_Your goal_
Which rows contain the string "rear" with its letter case matched? Select every such row and copy it out in full.

_Record extracts_
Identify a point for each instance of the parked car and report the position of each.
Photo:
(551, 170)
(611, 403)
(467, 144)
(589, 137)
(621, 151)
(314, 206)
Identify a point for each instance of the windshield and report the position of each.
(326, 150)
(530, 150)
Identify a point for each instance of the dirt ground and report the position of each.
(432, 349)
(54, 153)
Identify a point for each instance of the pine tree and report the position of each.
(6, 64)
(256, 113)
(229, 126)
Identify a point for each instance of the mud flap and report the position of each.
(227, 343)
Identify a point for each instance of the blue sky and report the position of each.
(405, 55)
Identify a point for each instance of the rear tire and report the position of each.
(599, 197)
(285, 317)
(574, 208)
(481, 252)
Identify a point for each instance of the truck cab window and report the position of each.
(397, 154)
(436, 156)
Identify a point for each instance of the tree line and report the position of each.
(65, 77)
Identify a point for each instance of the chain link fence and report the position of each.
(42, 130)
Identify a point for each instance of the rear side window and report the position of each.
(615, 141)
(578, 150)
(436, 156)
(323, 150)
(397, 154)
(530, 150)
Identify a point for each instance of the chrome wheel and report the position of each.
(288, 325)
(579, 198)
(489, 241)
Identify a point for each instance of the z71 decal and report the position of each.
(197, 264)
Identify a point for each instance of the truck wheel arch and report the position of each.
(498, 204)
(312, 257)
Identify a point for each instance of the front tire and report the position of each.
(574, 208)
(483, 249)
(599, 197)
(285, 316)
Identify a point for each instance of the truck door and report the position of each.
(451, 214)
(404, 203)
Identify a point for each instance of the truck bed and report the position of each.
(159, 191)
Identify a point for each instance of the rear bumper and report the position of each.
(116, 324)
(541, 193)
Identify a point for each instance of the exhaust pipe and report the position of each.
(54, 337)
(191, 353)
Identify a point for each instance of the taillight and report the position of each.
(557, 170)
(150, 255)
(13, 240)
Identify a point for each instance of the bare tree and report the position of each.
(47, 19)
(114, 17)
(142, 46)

---

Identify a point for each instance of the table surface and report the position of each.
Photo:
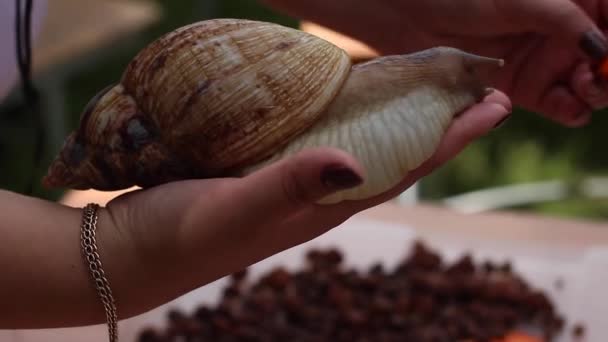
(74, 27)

_Answer in full_
Identify a point for each instance of the rear tire and report the position of each.
Identify a point for each instance of the rear side window and report the position of each.
Identify a point for each instance of the rear bumper and report the position of each.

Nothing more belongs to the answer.